──────── EXCERPT PROVIDED ────────

I lower myself into the water, I am lane number 4. Thirty seconds later and I’m off – 400m – 16 lengths, to be counted by myself, do too many, and that’s my own lookout. Immediately I feel a burst of adrenalin – I focus on the stroke. I’m not fast – but I keep going – and at this stage that’s all that matters. Just over 11 minutes and I lift myself out onto the pool side. As soon as my feet touch the tiles I’m running, swim cap down on the floor, out the open fire exit, a marshal at the turn, shouting, “Go right!” I run bare foot, following the building line and out onto the car park, where I have already racked my bike.
Transition number 1.There’s a towel on the floor, and I have carefully placed my kit upon it. Everything is facing the right way for ease and quickness, helmet lying on the aero bars with glasses and race belt. ‘It’s just getting dressed Ben’, I say to myself. Socks on, bike shoes on, followed by race belt, helmet and glasses. I pick up the bike and almost get on it – ‘No!’ – I run with it to the end of the line, and up the ramp where the car park entrance meets the highway. There is a large sign telling me to mount. On I get. A crunch of gears as I forgot to select the one I would most likely set off in, and off we go, down the incline, race number flapping loudly behind me.

────────

JOB 1 ▸
Arrange as a numbered list everything in the rows from the line containing "Task: Where can the lake cove" down to the final row, omitting any blank lines.

──────── MATERIAL SUPPLIED ────────

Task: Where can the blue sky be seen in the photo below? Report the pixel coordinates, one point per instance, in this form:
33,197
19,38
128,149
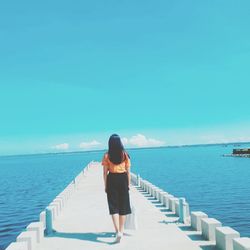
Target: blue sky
156,72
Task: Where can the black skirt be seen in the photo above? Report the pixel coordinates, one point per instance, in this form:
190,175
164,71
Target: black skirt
118,193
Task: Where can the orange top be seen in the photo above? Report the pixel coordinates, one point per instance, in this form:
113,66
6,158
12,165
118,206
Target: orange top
116,168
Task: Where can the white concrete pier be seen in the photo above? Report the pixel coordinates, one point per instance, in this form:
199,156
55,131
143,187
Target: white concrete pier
78,218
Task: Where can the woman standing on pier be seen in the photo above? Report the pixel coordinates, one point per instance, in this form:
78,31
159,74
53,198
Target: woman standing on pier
116,174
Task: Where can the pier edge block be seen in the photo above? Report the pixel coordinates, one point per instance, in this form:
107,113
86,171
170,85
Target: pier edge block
224,237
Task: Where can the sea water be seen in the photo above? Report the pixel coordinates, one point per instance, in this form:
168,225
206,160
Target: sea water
216,185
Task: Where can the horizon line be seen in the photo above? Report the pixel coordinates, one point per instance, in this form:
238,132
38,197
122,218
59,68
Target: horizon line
133,148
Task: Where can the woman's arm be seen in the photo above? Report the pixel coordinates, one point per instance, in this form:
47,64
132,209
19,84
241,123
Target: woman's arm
128,173
105,174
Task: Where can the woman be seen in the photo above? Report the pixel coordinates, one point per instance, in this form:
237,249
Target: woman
116,174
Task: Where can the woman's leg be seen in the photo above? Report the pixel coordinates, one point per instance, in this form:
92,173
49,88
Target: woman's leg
115,218
121,222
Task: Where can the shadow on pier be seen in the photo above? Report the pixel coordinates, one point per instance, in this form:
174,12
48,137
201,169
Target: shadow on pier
102,237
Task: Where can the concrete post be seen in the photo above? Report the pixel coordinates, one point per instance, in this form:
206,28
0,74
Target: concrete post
224,237
196,219
49,225
181,209
138,180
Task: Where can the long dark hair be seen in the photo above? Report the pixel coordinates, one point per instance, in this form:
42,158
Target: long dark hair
116,150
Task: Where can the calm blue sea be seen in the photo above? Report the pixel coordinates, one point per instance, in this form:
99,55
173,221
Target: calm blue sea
217,185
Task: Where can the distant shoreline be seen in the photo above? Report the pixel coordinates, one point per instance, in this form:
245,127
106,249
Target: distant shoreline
142,148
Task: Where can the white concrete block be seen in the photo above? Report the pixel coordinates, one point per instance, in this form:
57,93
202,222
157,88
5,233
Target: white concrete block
241,243
224,237
53,211
208,226
166,198
157,193
30,237
172,203
152,190
176,204
18,246
38,228
42,218
56,209
162,193
61,200
186,212
196,219
57,204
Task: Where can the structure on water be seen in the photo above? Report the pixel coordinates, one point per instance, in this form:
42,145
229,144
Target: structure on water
78,219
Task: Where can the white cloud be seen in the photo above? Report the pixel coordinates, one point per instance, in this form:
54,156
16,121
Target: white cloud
140,140
63,146
91,144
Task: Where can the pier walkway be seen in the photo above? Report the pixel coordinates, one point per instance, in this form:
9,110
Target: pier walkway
85,222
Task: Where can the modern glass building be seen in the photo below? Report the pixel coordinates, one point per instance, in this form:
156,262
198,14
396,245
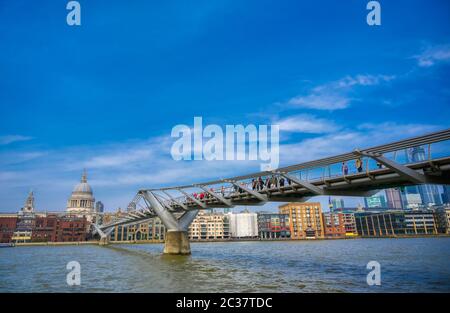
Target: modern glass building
273,226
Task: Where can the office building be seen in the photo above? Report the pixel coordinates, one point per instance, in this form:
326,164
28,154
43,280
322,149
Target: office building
442,217
243,225
349,224
333,224
375,201
305,219
273,226
210,226
394,198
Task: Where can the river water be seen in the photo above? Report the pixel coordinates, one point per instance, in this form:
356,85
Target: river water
407,265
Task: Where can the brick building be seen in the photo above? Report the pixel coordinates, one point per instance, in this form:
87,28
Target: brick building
8,223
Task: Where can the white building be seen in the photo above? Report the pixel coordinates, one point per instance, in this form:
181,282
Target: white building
243,225
81,202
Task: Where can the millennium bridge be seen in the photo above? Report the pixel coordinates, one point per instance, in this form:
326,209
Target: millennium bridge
362,172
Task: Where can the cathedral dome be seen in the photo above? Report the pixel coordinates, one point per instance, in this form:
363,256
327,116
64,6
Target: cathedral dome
82,198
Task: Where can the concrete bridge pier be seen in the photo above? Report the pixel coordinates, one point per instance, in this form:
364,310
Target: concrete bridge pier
104,235
103,241
177,242
177,239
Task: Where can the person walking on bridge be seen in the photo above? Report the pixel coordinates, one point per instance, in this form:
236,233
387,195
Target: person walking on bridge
359,165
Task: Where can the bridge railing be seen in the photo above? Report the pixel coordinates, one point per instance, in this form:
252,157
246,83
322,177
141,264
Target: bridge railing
403,152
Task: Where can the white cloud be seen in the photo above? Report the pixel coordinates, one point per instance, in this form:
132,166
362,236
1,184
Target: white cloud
432,55
117,171
336,95
305,123
7,139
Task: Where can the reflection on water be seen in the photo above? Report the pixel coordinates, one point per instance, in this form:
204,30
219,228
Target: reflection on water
407,265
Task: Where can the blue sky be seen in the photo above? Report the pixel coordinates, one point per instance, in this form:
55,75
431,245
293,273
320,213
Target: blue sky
105,95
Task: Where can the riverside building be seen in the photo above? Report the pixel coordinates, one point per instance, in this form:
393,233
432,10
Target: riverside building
334,226
395,223
243,225
273,226
305,219
210,226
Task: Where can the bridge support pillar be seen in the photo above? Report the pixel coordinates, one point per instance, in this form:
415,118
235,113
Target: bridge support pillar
177,242
176,239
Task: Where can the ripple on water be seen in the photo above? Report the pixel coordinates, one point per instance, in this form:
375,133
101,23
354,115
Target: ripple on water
408,265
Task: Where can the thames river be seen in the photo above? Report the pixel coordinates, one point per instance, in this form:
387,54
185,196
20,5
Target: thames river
407,265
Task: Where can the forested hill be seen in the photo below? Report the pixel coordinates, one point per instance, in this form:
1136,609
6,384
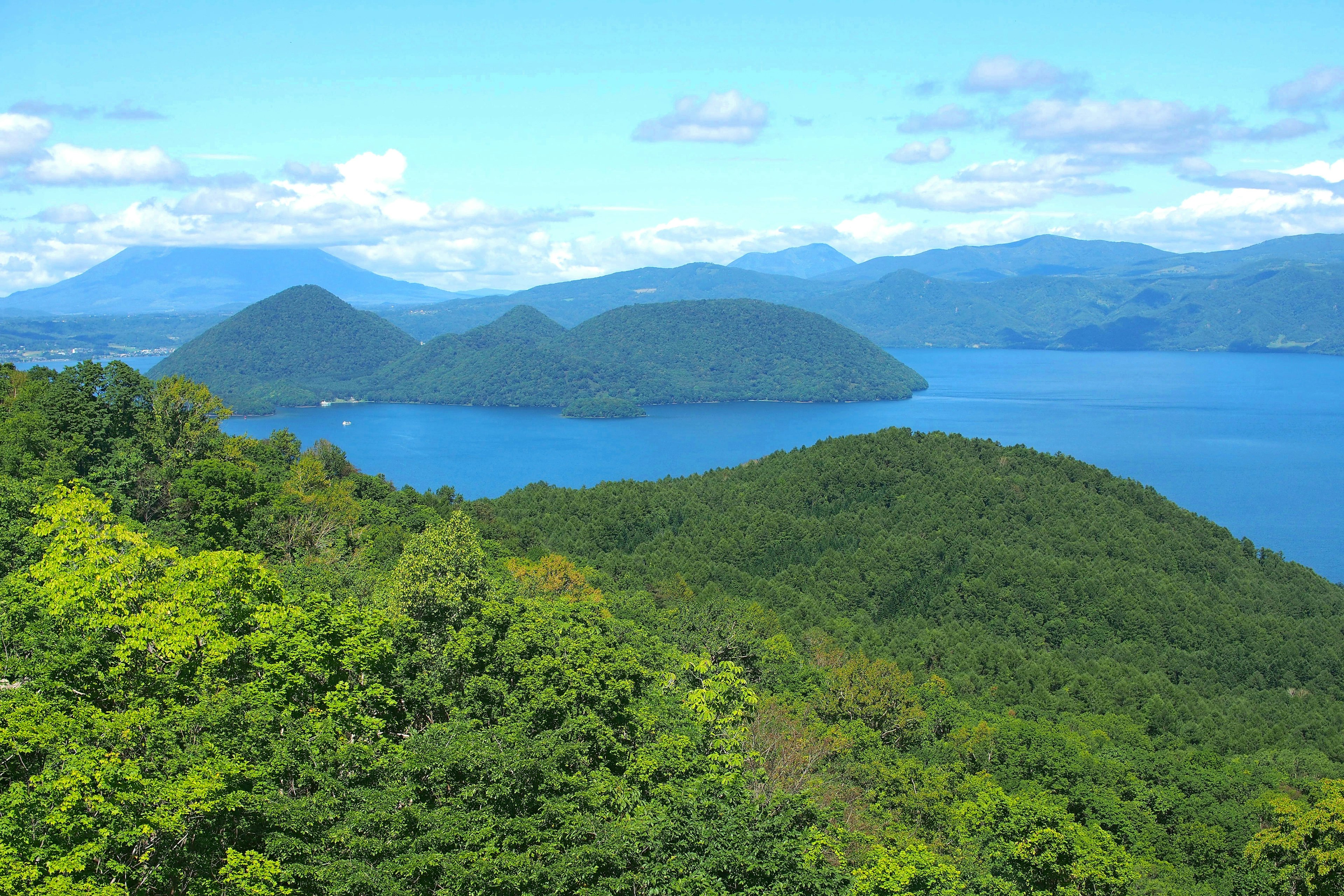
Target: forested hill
886,665
1035,582
287,350
576,301
1289,307
671,352
306,346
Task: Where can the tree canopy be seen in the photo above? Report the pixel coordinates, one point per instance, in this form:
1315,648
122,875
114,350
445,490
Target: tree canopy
236,665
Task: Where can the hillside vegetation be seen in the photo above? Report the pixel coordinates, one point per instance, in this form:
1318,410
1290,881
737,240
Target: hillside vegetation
1294,307
1277,296
883,665
306,344
671,352
291,348
190,280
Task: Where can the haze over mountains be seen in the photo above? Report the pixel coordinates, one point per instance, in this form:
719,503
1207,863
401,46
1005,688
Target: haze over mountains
304,344
1046,292
191,280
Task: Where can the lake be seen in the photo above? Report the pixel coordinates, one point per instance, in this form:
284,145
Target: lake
1251,441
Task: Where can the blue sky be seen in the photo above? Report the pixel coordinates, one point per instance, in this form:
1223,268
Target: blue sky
511,144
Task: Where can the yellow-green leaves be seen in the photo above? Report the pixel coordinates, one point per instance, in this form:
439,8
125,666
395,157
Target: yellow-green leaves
1306,843
170,621
186,417
721,705
312,510
908,872
251,874
441,574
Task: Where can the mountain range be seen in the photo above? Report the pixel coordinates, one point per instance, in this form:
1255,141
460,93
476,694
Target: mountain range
304,344
191,280
1046,292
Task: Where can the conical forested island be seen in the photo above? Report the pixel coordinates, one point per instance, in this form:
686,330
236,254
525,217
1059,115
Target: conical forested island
304,346
886,664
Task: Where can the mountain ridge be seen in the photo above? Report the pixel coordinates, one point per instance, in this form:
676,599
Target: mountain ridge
304,344
194,280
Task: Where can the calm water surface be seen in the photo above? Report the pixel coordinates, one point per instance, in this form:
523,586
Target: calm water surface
1251,441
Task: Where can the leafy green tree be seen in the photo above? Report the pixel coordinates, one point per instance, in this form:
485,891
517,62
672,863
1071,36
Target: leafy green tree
1304,841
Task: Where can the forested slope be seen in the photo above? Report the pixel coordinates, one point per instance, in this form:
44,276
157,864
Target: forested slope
1289,307
241,667
288,350
672,352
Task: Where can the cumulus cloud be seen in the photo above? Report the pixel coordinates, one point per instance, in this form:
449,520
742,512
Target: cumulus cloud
21,136
126,111
951,117
72,214
362,216
917,152
1131,130
1003,184
1320,88
1315,176
299,173
66,164
1004,75
722,117
1281,130
40,108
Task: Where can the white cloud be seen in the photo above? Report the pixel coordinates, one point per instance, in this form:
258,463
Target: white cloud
1312,91
1004,75
365,217
1131,130
1275,132
21,136
917,152
949,117
72,214
723,117
66,164
1244,216
1003,184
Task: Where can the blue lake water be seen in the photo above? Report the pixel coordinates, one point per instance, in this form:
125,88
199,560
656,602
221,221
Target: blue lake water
1254,442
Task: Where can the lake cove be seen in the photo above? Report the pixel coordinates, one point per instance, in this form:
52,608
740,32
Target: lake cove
1251,441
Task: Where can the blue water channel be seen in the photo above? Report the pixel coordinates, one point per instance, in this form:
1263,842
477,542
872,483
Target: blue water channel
1254,442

────────

JOB 2 ▸
List every item the narrator of the triathlon passage puts on during the first transition.

REPLY 1 ▸
1. Task: Where can the lake cove be seen in the photo above? Report the pixel coordinates, one point per instance, in this form:
2. 52,608
3. 740,32
4. Target: lake cove
5. 1251,441
6. Task: Where can the blue water channel be seen in the photo above? Report the pixel coordinates, one point per instance, in this form:
7. 1263,842
8. 477,542
9. 872,483
10. Target: blue water channel
11. 1254,442

REPLY 2 ▸
Socks
Bike shoes
Race belt
Helmet
Glasses